EXCERPT TO READ:
■ ■ ■ ■

Why China Needs Such Rapid GDP Growth: More Jobs – Businessweek

As China frets about meeting its target of about 7.5 percent growth in 2014, it’s time for more stimulus. The State Council, China’s cabinet, announced plans this week to further expand railways across the country, renovate dilapidated urban housing, and provide new tax breaks for small businesses. Many analysts are expecting a return to looser credit policies this year as well.

But what China considers unacceptable levels of gross domestic product growth would be the envy of most other countries. So why do China’s leaders demand such rapid rates of economic expansion?

A clue to that is found in Premier Li Keqiang’s recent work report, China’s version of a state of the union speech. Creating enough jobs—mentioned 11 times in the document released on March 5—is what drives Chinese officials’ obsession with fast-rising GDP.

■ ■ ■ ■

TASK:
Reproduce, word for word, the full article above on why China wants fast GDP growth.

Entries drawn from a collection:
■ ■ ■ ■

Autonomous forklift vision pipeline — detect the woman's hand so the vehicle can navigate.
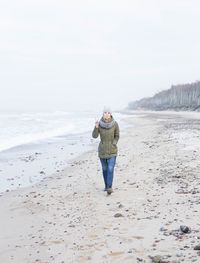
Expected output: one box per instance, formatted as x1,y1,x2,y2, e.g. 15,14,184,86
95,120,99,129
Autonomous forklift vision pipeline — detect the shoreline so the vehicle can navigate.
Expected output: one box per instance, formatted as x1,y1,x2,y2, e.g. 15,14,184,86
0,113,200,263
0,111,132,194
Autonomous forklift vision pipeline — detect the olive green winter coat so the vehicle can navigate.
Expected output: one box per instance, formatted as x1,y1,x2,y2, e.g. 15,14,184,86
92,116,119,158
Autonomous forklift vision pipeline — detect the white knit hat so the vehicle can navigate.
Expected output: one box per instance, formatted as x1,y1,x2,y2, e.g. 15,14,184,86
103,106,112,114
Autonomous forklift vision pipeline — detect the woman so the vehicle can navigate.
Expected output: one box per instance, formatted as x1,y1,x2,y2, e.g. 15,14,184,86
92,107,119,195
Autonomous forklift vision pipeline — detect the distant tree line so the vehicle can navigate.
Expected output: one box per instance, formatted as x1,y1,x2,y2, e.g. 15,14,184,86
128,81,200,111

■ ■ ■ ■

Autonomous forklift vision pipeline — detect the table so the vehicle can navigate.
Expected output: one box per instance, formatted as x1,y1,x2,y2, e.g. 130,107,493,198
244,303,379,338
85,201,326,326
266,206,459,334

■ ■ ■ ■

RESULT OF THIS EXERCISE:
Why China Needs Such Rapid GDP Growth: More Jobs – Businessweek

As China frets about meeting its target of about 7.5 percent growth in 2014, it’s time for more stimulus. The State Council, China’s cabinet, announced plans this week to further expand railways across the country, renovate dilapidated urban housing, and provide new tax breaks for small businesses. Many analysts are expecting a return to looser credit policies this year as well.

But what China considers unacceptable levels of gross domestic product growth would be the envy of most other countries. So why do China’s leaders demand such rapid rates of economic expansion?

A clue to that is found in Premier Li Keqiang’s recent work report, China’s version of a state of the union speech. Creating enough jobs—mentioned 11 times in the document released on March 5—is what drives Chinese officials’ obsession with fast-rising GDP.